Seladon seramik tabak suikast önler mi?
Suikast önleyen seramik tabak Seladon
Zaman zaman sevdiğim antika dükkanlarına uğrarım.
Maksat muhabbet, olur da sevdiğim seramik parçalar var ise onları da satın alırım.
Sizlere de tavsiye ederim yaşanmışlıkları görün fani olduğunuzun en önemli
kanıtı bu antika dükkanlarıdır. Çoğu antika eşya insandan çok yaşıyor. İnsandan daha çok kıymet ve değer görüyor. Bu dükkanlar çok ilginç hikâyelerle doludur. Gelin birisini ben anlatayım size.
Geçen bir antika dükkanında otururken gördüğüm seladon
kapların hikayesini sizinle paylaşayım istedim. Özellikle doğu kültüründe seladonların
zehiri belli ettiği inancı çok yaygındır. Bence bu dedikoyu çıkaranlar bizzat
Çinlilerin kendisidir. Bir blog yazarının saçma sapan iddiası deyip geçebilirsiniz, sorun değil! İhracatı artırmanın türlü çeşitli yolları var.
Neden blogger bolat efendi, diye soracak olursanız?
“O zaman influencer var da Çinliler mi kullanmadı, bloggerlar var da davet mi vermediler; Dijital ajans var da konkura mı çağırmadılar babacım! Dedikodu, hikaye, menkıbe anlattılar ki Çin seramikleri, Çin tabakları tüm dünyaya ihraç edilsin!” Gerçekten de öyle olmuştur, katar katar seladon kap kacak dünyaya ihraç
edilmiştir. Zengin insanlar özellikle bu kapları tercih ederek kullanmaya
başlamışlardır.

* * * * *

▶ **İstenenler**:
a) Seladon tabaklarla ilgili yazıya göre doğu kültüründe seladonlar hakkında hangi inanç yaygındır?
b) Kayıtlarda "[output] one dot per instance, form <point>595,281</point>." ifadesinin geçtiği satırdan başlayıp "<point>54,379</point>" ifadesinin geçtiği satıra kadar uzanan satırları, iki uç dahil, hiç değiştirmeden geri ver.

* * * * *

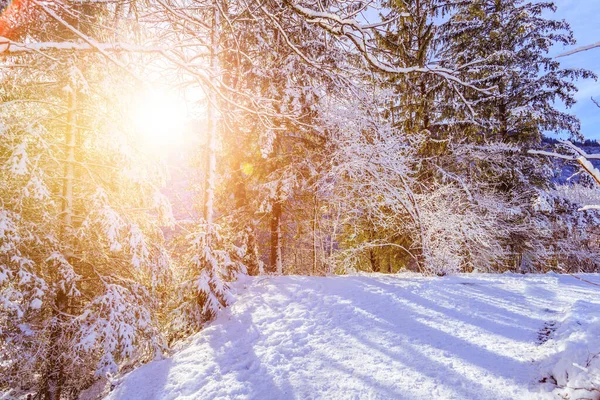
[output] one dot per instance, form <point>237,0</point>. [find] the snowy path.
<point>370,337</point>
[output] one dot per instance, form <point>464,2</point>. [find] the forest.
<point>155,152</point>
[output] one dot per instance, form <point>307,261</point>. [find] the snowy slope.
<point>375,337</point>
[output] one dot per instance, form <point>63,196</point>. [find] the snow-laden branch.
<point>579,50</point>
<point>9,46</point>
<point>582,158</point>
<point>358,35</point>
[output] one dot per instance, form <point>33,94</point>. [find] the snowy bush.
<point>209,264</point>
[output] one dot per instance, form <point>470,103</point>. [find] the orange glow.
<point>10,15</point>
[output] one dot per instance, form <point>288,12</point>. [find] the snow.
<point>378,336</point>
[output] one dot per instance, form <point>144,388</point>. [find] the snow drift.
<point>381,337</point>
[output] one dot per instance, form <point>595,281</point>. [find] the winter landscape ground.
<point>478,336</point>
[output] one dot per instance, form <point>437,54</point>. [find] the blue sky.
<point>582,15</point>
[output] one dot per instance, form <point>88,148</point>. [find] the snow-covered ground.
<point>389,337</point>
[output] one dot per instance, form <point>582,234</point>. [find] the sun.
<point>159,118</point>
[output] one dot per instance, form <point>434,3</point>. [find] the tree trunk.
<point>213,127</point>
<point>276,261</point>
<point>54,379</point>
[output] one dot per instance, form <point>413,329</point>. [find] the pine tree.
<point>503,45</point>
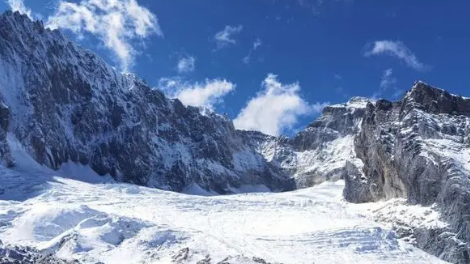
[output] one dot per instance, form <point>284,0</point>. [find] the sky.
<point>271,65</point>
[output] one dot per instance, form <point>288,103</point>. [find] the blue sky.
<point>226,54</point>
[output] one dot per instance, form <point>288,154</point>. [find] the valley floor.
<point>111,222</point>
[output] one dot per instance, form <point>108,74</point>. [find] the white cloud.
<point>275,108</point>
<point>206,94</point>
<point>116,23</point>
<point>256,45</point>
<point>186,64</point>
<point>225,37</point>
<point>399,50</point>
<point>388,82</point>
<point>18,5</point>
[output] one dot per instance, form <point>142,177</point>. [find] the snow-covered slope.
<point>321,151</point>
<point>418,149</point>
<point>63,104</point>
<point>112,222</point>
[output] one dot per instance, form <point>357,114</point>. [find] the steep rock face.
<point>62,103</point>
<point>320,152</point>
<point>418,148</point>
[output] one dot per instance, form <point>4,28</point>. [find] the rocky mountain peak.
<point>434,100</point>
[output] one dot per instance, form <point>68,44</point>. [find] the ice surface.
<point>113,222</point>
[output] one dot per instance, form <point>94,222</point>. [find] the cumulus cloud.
<point>186,64</point>
<point>116,23</point>
<point>18,5</point>
<point>225,37</point>
<point>399,50</point>
<point>207,94</point>
<point>275,108</point>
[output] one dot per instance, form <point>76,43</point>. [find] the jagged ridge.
<point>62,103</point>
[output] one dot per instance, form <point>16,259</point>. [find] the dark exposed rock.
<point>62,103</point>
<point>416,149</point>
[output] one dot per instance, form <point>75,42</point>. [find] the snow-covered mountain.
<point>64,111</point>
<point>62,103</point>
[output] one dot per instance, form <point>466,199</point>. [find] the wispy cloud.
<point>207,94</point>
<point>247,59</point>
<point>116,23</point>
<point>18,5</point>
<point>396,49</point>
<point>276,108</point>
<point>225,37</point>
<point>186,64</point>
<point>387,83</point>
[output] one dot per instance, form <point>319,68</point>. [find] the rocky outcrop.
<point>64,104</point>
<point>319,153</point>
<point>60,103</point>
<point>418,149</point>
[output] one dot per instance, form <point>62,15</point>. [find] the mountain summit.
<point>61,104</point>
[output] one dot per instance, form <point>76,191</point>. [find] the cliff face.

* * * * *

▶ **Görev bazında sonuçlar**:
a) Seladonların zehiri belli ettiği inancı yaygındır.

b)
[output] one dot per instance, form <point>595,281</point>. [find] the winter landscape ground.
<point>478,336</point>
[output] one dot per instance, form <point>437,54</point>. [find] the blue sky.
<point>582,15</point>
[output] one dot per instance, form <point>88,148</point>. [find] the snow-covered ground.
<point>389,337</point>
[output] one dot per instance, form <point>582,234</point>. [find] the sun.
<point>159,118</point>
[output] one dot per instance, form <point>434,3</point>. [find] the tree trunk.
<point>213,127</point>
<point>276,261</point>
<point>54,379</point>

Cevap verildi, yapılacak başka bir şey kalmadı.